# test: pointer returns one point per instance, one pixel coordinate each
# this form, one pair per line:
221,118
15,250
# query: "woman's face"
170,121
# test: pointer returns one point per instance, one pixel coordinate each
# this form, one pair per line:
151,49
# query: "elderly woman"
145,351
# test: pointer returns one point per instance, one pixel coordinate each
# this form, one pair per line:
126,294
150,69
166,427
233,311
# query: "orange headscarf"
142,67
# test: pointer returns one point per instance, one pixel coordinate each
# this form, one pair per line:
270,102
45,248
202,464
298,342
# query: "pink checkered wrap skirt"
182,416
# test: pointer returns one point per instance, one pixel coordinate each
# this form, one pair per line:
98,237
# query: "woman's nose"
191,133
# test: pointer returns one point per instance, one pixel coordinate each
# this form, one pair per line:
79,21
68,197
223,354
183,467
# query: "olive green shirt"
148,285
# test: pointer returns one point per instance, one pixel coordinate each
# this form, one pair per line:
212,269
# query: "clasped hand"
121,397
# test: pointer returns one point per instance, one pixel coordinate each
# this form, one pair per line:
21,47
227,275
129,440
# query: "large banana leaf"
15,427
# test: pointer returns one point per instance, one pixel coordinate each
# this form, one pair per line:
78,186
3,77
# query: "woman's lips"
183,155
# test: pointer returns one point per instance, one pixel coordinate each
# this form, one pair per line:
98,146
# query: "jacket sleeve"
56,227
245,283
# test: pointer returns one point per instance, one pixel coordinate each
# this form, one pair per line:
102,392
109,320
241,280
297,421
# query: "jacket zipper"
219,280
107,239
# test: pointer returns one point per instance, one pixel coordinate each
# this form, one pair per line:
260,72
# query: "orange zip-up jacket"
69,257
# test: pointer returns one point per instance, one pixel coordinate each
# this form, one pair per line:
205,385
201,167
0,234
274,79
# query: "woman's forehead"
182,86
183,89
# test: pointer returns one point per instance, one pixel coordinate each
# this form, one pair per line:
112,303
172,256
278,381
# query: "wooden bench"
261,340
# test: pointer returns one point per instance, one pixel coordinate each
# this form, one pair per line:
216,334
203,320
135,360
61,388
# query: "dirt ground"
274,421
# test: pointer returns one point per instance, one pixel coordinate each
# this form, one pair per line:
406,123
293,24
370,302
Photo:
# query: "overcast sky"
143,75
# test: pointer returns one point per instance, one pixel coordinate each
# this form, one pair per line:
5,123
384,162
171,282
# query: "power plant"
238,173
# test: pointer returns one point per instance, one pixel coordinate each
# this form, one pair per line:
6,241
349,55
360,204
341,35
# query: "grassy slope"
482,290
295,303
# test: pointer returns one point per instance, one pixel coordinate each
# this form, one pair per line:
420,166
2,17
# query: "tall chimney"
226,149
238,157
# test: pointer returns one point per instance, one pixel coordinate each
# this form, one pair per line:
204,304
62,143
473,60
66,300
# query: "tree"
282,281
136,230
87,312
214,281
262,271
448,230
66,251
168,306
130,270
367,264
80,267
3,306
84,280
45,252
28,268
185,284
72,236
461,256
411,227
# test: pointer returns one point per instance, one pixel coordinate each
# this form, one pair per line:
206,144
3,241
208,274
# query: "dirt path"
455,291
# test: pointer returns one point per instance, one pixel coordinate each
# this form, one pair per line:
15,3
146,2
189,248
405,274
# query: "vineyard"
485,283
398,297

##########

### Try it
Output the listing above without altering a single character.

### Your solution
# test: pointer returns one point per instance, one pixel coordinate each
# this form, one pair per line:
221,118
15,250
# query: "woman's face"
170,121
# test: pointer returns one point per instance, one pixel coordinate each
# this form, one pair per line:
151,49
# query: "elderly woman"
145,351
# test: pointer returns one point per instance, one pixel coordinate each
# this form, one pair per line:
126,294
150,69
166,427
233,311
# query: "orange headscarf"
142,67
# test: pointer returns one point per instance, one pixel coordinate each
# this form, one pair per line:
270,102
45,248
202,464
298,342
# query: "pink checkered wrap skirt"
182,416
# test: pointer returns one point per instance, one pixel coordinate each
# this form, one pair per line:
98,237
# query: "woman's nose"
191,133
# test: pointer returns one point per instance, one pixel coordinate each
# this form, one pair per line:
79,21
68,197
223,354
183,467
# query: "olive green shirt"
148,285
# test: pointer returns one point per instance, one pixel coordinate each
# this form, one pair per line:
212,269
# query: "clasped hand"
121,397
# test: pointer returns one point per instance, one pixel coordinate each
# this form, one pair per line:
21,47
227,275
129,440
# query: "large banana leaf"
15,427
# test: pointer returns one point per instance, one pixel coordinate each
# this form, one pair per line:
78,186
3,77
# query: "woman's lips"
183,155
# test: pointer returns one point per instance, one pixel coordinate each
# this form, one pair per line:
98,146
# query: "jacket sleeve"
56,227
245,283
# test: pointer returns one point per instance, one pixel coordinate each
# this form, one pair per line:
102,392
109,320
241,280
297,421
# query: "jacket zipper"
219,280
107,239
# test: pointer returns one point per instance, one pixel coordinate each
# this form, one pair per line:
260,72
# query: "orange zip-up jacket"
69,257
# test: pointer returns one point per instance, one pixel coordinate each
# this form, one pair per line:
205,385
201,167
0,234
274,79
# query: "woman's forehead"
182,86
183,89
# test: pointer returns one point per instance, one pixel coordinate each
# this form, one pair per line:
112,303
172,256
278,381
# query: "wooden bench"
261,340
# test: pointer returns one point per instance, one pixel coordinate each
# this form, one pair per line:
216,334
203,320
135,360
61,388
# query: "dirt ground"
274,421
# test: pointer returns one point per instance, one pixel coordinate each
# this form, one pair per line:
406,123
293,24
370,302
Photo:
# query: "overcast sky"
143,75
# test: pointer returns one point per instance, one pixel coordinate each
# this form, one pair per line:
5,123
384,162
171,282
# query: "power plant"
238,173
# test: pointer returns one point per instance, one pixel coordinate each
# this form, one pair per line:
6,241
349,55
360,204
341,35
# query: "grassy slope"
482,290
295,303
# test: pointer returns one point per instance, one pixel coordinate each
# this form, one pair per line:
420,166
2,17
# query: "tall chimney"
226,149
238,157
# test: pointer returns one point per instance, one pixel coordinate each
# this form, one pair per line:
204,304
62,143
473,60
66,300
# query: "tree"
282,281
136,230
87,312
214,281
262,271
448,230
66,251
168,306
130,270
367,264
80,267
3,306
84,280
45,252
28,268
185,284
72,236
461,256
411,227
# test: pointer returns one point per instance, one pixel coordinate each
# this form, one pair per line:
206,144
3,241
208,274
# query: "dirt path"
455,291
# test: pointer returns one point per instance, one pixel coordinate each
# this form, one pair per line:
15,3
146,2
189,248
405,274
# query: "vineyard"
485,283
398,297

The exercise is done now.